I called Social Service one time on a set of divorced parents; the child had belt bruise marks across his butt and legs. Social Service so called investigated and guess what they informed me; "there was no finding of child abuse." When I saw the bruises I made the mother take the child to the doctor and the doctor marked in his records that it was indeed child abuse. Again, Social Service stated "therewas no finding of child abuse." I called Social Service on the matter I reported to them the doctor's finding due to the fact that I had a copy in my hand. I asked them what was it going to take? The child to be beaten within an inch of his life before they realize they made a mistake? or for him to be beaten to death? How many children have to suffer? How much longer do Elsa's children have to suffer?
Do you know what happens to children when they grow up that are sexually abuse? If they survive and do not kill themselves? I know, because I was not only physically abused but also sexually abused by my father. You grow up having no self worth of yourself, believing that no one should love you because you are not good enough. You think that you are the ugliest person in the world and cannot do anything right. You pray to God that he will take you to heaven to be with him because you cannot take the abuse anymore. When your mother's father dies and your mother is crying you comfort her by saying, "Don't cry, Mom, just think he is at peace and he is the luckiest person in the world. I wish that it was me. I wish that I was in Heaven." All my mother said was, "Don't ever say anything like that again." You have nightmares and cringe when [the abuser] comes near you. Nine months after turning 18, I moved away from home. A month before I moved out, I told my parents that I was moving. My mother yelled at me and my father beat me. I had a full time job, paid a $100 a month to live at home, cleaned my mother's house, washed, dried and put up clothes and cooked. The only way that I survived is that I believe very strongly in God and he guided me through everything. I met my husband and we have been married for 29 years with 3 children. I had to let my two sons stay with my parents for a week when our daughter had brain surgery back in 1999. I begged my oldest son who was in high school at the time to always keep his youngest brother with him, for them to always stay together no matter what! It was a nightmare for me; I had no choice. When I got my boys back I questioned them very firmly. My youngest did not tell me till three years ago that my father had slapped him in the face while he was in their care. I cannot begin to tell you what that did to me.

• **Exercise objective**
Write out the abuse account from "I called Social Service one" up to and including "Elsa's children have to suffer?", substituting "Child Protective Services" for each "Social Service".

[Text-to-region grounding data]
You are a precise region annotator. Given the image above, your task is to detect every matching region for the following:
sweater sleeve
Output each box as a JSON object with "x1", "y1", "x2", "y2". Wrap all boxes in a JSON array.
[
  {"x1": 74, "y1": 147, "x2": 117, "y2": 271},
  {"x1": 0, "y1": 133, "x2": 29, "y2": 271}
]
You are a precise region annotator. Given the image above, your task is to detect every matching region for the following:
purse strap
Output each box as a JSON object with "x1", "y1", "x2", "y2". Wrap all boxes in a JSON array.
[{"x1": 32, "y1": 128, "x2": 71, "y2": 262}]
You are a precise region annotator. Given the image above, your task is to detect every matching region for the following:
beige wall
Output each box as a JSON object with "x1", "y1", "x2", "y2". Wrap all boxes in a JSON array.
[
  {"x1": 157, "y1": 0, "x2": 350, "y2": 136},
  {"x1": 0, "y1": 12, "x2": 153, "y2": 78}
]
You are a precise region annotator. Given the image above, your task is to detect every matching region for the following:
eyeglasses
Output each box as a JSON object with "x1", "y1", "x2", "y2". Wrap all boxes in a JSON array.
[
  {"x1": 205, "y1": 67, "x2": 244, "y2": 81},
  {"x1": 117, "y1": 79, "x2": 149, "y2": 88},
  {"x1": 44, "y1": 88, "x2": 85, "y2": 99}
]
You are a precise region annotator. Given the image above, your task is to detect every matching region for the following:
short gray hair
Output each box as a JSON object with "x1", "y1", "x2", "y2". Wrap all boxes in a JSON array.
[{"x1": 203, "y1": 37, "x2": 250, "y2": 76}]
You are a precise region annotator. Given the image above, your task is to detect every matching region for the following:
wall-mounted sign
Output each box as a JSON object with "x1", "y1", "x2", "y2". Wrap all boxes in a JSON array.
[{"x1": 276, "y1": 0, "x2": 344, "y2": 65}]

• **Output for this exercise**
I called Child Protective Services one time on a set of divorced parents; the child had belt bruise marks across his butt and legs. Child Protective Services so called investigated and guess what they informed me; "there was no finding of child abuse." When I saw the bruises I made the mother take the child to the doctor and the doctor marked in his records that it was indeed child abuse. Again, Child Protective Services stated "therewas no finding of child abuse." I called Child Protective Services on the matter I reported to them the doctor's finding due to the fact that I had a copy in my hand. I asked them what was it going to take? The child to be beaten within an inch of his life before they realize they made a mistake? or for him to be beaten to death? How many children have to suffer? How much longer do Elsa's children have to suffer?